> **Study questions**:
1. List every person named in the article about Cosmos magazine's AI-generated articles below.
2. According to the article about Cosmos magazine's AI-generated articles below, until when is the experimental project scheduled to run?
3. Write the next few paragraphs of the article about Cosmos magazine's AI-generated articles, starting after its final sentence.

Posted: 2024-08-07 20:00:00

A decision by popular Australian science magazine Cosmos to use a Walkley Foundation grant to publish articles generated by artificial intelligence (AI) has drawn criticism from its own contributors and former editors, including two co-founders.

The CSIRO, which publishes Cosmos, says it backs the "experimental project", which is designed to investigate the "opportunities and risks of using AI", and scheduled to run until February 2025.

But critics say the AI service undermines journalism and was built without proper consent.

The Walkley Foundation, which supports excellence in journalism, knew of Cosmos's plan to publish AI-generated articles when it oversaw and awarded the grant in February 2024.

The September 2023 Cosmos Magazine cover.

Cosmos' 100th edition, published in September 2023.(Supplied: Cosmos Magazine)

The controversy is an example of growing anxieties around the role of AI in journalism as publishers experiment with new productivity tools. Hundreds of journalists employed by Nine Entertainment went on strike last week, partly over AI protections.

Cosmos ran into financial difficulties and lost half its staff earlier this year, having won dozens of journalism and industry awards over 20 years of publishing. National science agency CSIRO took over the publication in June

During two weeks last month, Cosmos published six AI-generated explainer articles on its website on topics ranging from black holes to carbon sinks.

Each article stated, "This article was generated by our custom AI service."

"Our service was built to focus on our archive of more than 15,000 factually correct science news stories and features. It also uses Open AI to help create the content. All generated content is fact checked by a trained science communicator and edited by our publishing team."

Cosmos contributors reacted to the move with disbelief, saying their work had been used to develop an AI service that generated articles and, in their opinion, undermined their role as journalists.

Many were angry they had not been consulted and said their calls to the publisher had gone unanswered.

"I've contacted CSIRO and the Cosmos editors twice in the last week and had no response," Bianca Nogrady, a freelance science journalist and Cosmos contributor, said.

A collection of Cosmos Magazine covers.

Founded in 2004, Cosmos set out to be "the New Yorker of science".(Supplied: Cosmos Magazine)

Editorial staff at Cosmos were also not told about the proposed custom AI service, two former editors said.

According to Ian Connellan and Gail MacCallum, Cosmos's former publisher, the Royal Institution of Australia (RiAus), did not tell them it was applying for funding for a custom AI service in late 2023, even though they were in charge of Cosmos's editorial decisions.

> **Extracted information**:

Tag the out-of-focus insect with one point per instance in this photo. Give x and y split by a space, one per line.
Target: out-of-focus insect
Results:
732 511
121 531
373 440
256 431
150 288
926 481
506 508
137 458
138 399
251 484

> **Responses to the tasks**:
1. Bianca Nogrady, Ian Connellan, and Gail MacCallum.

2. February 2025.

3.
"We had no knowledge of the proposal to employ AI as a background writer creator," Mr Connellan, who was the RiAus editor-in-chief until February, said.

"As editor-in-chief, I would have said this is a bad idea."

Ms MacCallum, Cosmos's managing editor at the time, said there were questions to answer about the ethics of using AI in such a way.

"I'm a huge proponent of exploring AI, but having it create articles of fact is a little past my comfort zone."

Kylie Ahern, who co-founded Cosmos in 2004 and served as chief executive until 2013, said AI-generated articles were "not the right direction" for her former employer. 

Wilson da Silva, another co-founder who edited Cosmos from 2004 to 2013, said it was "definitely not what [he] would've done."

AI not specifically trained on Cosmos articles: CSIRO

Cosmos's acting editor, Gavin Stone, referred questions from the ABC to CSIRO Publishing.

In a statement, a CSIRO Publishing spokesperson dismissed concerns that Cosmos's AI service was trained on contributors' articles.

"This experiment does not involve training OpenAI's GPT-4 model (which was pre‑trained by OpenAI)," the spokesperson said.

The service works by using OpenAI's GPT-4 to generate text on various topics. It then automatically fact-checks this against the publisher's large, well-researched database of 15,000 stories and feature articles using a process called retrieval-augmented generation (RAG).

GPT-4 was trained on vast datasets including CommonCrawl, a repository of content scraped from billions of web pages, including those of Cosmos Magazine. The legality of this approach is still being decided, and The New York Times and several authors are currently suing OpenAI for using scraped copyrighted work to train its AI.